### GIVEN INSTRUCTION A:
Reproduce the passage about Kempinski Hotel Kuala Lumpur word for word, from start to finish.
----- TEXT BLOCK
The hotelier will provide services for the project’s branded residence towers as well as manage the hotel tower.
“We got it (the endorsement) recently,” declares a proud Joanne Kua, who is the managing director of KSK Land.
According to the 30-year-old, the recognition is a sign of “quality assurance” that will place 8 Conlay on the global map.
“Even though we are in the ETP because of Kempinski Hotel Kuala Lumpur, Kempinski is also servicing our branded residence.
“This means there is a level of service that we need to adhere to for the entire development. This has always been what we have been reiterating at KSK Land, where every development we undertake has to be of good quality, and the service we provide to customers is always on top of our minds,” Joanne tells StarBizWeek.
“Being the owner of Kempinski Hotel Kuala Lumpur, we are proud to be pushing the boundaries by bringing the Kempinski brand into the Malaysian market because we are one of the few - if not only - fully integrated branded residence developments in the KLCC area.”
Kempinski Hotel Kuala Lumpur is slated to open its doors in 2020, coinciding incidentally with the planned “Visit Malaysia Year” in that same year.
In terms of numbers, Kempinski Hotel Kuala Lumpur is projected to bring in RM19.8mil in gross national income or GNI in the year 2020, which is expected to grow in the following years. Job-wise, the hotel is expected to create some 780 employment opportunities when it opens its doors in January 2020, while committed private investments amount to RM360mil, shares Joanne. This RM360mil is the cost of developing the hotel minus the land cost.
----------
----- PROVIDED RECORDS
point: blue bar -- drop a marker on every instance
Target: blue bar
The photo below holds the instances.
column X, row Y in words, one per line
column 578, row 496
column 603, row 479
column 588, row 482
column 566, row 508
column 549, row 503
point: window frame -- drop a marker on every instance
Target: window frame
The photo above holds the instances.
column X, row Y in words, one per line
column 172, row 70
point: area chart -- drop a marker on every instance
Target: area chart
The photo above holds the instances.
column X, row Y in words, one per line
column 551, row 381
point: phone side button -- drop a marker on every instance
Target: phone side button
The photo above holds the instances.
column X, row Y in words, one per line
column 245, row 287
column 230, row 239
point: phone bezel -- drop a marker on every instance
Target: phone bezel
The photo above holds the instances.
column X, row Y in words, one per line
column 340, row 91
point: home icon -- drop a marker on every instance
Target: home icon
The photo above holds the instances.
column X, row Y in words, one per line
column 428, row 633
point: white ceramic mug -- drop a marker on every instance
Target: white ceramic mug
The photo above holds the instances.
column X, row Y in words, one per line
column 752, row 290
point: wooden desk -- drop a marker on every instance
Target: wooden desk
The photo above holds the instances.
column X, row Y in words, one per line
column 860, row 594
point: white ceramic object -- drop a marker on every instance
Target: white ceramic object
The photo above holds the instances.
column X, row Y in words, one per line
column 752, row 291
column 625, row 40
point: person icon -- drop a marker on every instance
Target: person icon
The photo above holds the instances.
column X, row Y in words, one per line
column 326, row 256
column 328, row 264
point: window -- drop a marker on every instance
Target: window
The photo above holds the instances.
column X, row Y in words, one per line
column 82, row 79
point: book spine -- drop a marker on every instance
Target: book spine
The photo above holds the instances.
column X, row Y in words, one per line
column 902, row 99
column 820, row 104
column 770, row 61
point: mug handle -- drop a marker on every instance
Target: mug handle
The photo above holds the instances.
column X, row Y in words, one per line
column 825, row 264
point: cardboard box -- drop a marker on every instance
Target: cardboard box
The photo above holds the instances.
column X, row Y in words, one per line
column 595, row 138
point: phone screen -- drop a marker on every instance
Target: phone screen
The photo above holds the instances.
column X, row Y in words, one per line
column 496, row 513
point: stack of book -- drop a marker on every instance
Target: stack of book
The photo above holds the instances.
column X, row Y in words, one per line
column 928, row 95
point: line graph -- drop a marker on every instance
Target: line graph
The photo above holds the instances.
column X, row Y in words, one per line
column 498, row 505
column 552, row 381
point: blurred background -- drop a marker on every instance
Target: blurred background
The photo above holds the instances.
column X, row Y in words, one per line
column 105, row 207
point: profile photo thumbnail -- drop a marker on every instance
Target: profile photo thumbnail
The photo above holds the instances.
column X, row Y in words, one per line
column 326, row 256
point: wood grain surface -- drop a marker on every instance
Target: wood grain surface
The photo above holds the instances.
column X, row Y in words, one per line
----------
### GIVEN INSTRUCTION B:
In the entries, rewrite the lines from the one containing "point: home icon" up to and including the one containing "column 496, row 513", changing "drop a marker" to "place a pin" and leaving everything else intact. Return only those lines.

### EXERCISE OUTPUT A:
The hotelier will provide services for the project’s branded residence towers as well as manage the hotel tower.
“We got it (the endorsement) recently,” declares a proud Joanne Kua, who is the managing director of KSK Land.
According to the 30-year-old, the recognition is a sign of “quality assurance” that will place 8 Conlay on the global map.
“Even though we are in the ETP because of Kempinski Hotel Kuala Lumpur, Kempinski is also servicing our branded residence.
“This means there is a level of service that we need to adhere to for the entire development. This has always been what we have been reiterating at KSK Land, where every development we undertake has to be of good quality, and the service we provide to customers is always on top of our minds,” Joanne tells StarBizWeek.
“Being the owner of Kempinski Hotel Kuala Lumpur, we are proud to be pushing the boundaries by bringing the Kempinski brand into the Malaysian market because we are one of the few - if not only - fully integrated branded residence developments in the KLCC area.”
Kempinski Hotel Kuala Lumpur is slated to open its doors in 2020, coinciding incidentally with the planned “Visit Malaysia Year” in that same year.
In terms of numbers, Kempinski Hotel Kuala Lumpur is projected to bring in RM19.8mil in gross national income or GNI in the year 2020, which is expected to grow in the following years. Job-wise, the hotel is expected to create some 780 employment opportunities when it opens its doors in January 2020, while committed private investments amount to RM360mil, shares Joanne. This RM360mil is the cost of developing the hotel minus the land cost.

### EXERCISE OUTPUT B:
point: home icon -- place a pin on every instance
Target: home icon
The photo above holds the instances.
column X, row Y in words, one per line
column 428, row 633
point: white ceramic mug -- place a pin on every instance
Target: white ceramic mug
The photo above holds the instances.
column X, row Y in words, one per line
column 752, row 290
point: wooden desk -- place a pin on every instance
Target: wooden desk
The photo above holds the instances.
column X, row Y in words, one per line
column 860, row 594
point: white ceramic object -- place a pin on every instance
Target: white ceramic object
The photo above holds the instances.
column X, row Y in words, one per line
column 752, row 291
column 625, row 40
point: person icon -- place a pin on every instance
Target: person icon
The photo above holds the instances.
column X, row Y in words, one per line
column 326, row 256
column 328, row 264
point: window -- place a pin on every instance
Target: window
The photo above holds the instances.
column X, row Y in words, one per line
column 82, row 79
point: book spine -- place a pin on every instance
Target: book spine
The photo above holds the instances.
column X, row Y in words, one per line
column 902, row 99
column 820, row 104
column 770, row 61
point: mug handle -- place a pin on every instance
Target: mug handle
The photo above holds the instances.
column X, row Y in words, one per line
column 825, row 264
point: cardboard box -- place a pin on every instance
Target: cardboard box
The photo above holds the instances.
column X, row Y in words, one per line
column 595, row 138
point: phone screen -- place a pin on every instance
Target: phone screen
The photo above holds the instances.
column X, row Y in words, one per line
column 496, row 513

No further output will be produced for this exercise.